Text segment
☆ ☆ ☆ ☆ ☆ ☆ ☆

But you do want to know if your worksite wellness program should or should not adopt a model of wellbeing, correct? Since definitions didn't get me very far, I wondered if I would get better clarity by reviewing the available, published wellbeing models.
Here are a number of the models I located and reviewed: Wellbeing Models The Gallup - Healthways model has five essential elements: purpose, social, financial, community and physical.
The Gallup model is similar to the Gallup - Healthways wellbeing model.
The Rath/Harter model from their 2010 book, Wellbeing, has five essential elements: career, social, financial, physical and community.
Steelcase, a manufacturing company, has a wellbeing model consisting of six dimensions: optimism, mindfulness, authenticity, belonging, meaning and vitality.
When describing wellbeing, the U.
S.
CDC notes that researchers from different disciplines have examined different aspects of wellbeing that have included: physical, economic, social, development and activity, emotional, psychological, life satisfaction, domain specific satisfaction and engaging activities and work.
Lisa Jing's Diamond Model of Integrated Health and Well-being has 10 dimensions: nutrition, fitness, sleep, life balance, preventive care, relationships, finances, spirituality, interventions and responsibility.
The Grawitch, Gottschalk and Munz model of employee wellbeing includes eight dimensions: physical health, mental health, stress, motivation, commitment, job satisfaction, morale and climate.

☆ ☆ ☆ ☆ ☆ ☆ ☆

Supplied data

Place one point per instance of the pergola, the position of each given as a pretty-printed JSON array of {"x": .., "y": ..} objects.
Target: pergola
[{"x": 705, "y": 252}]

☆ ☆ ☆ ☆ ☆ ☆ ☆

Brief 1
From the wellbeing models text, list the six dimensions of the Steelcase model.
Brief 2
Please rewrite the stretch of the wellbeing models text from "Steelcase, a manufacturing" through "meaning and vitality.", replacing "vitality" with "energy".

Correct result 1
optimism, mindfulness, authenticity, belonging, meaning, vitality

Correct result 2
Steelcase, a manufacturing company, has a wellbeing model consisting of six dimensions: optimism, mindfulness, authenticity, belonging, meaning and energy.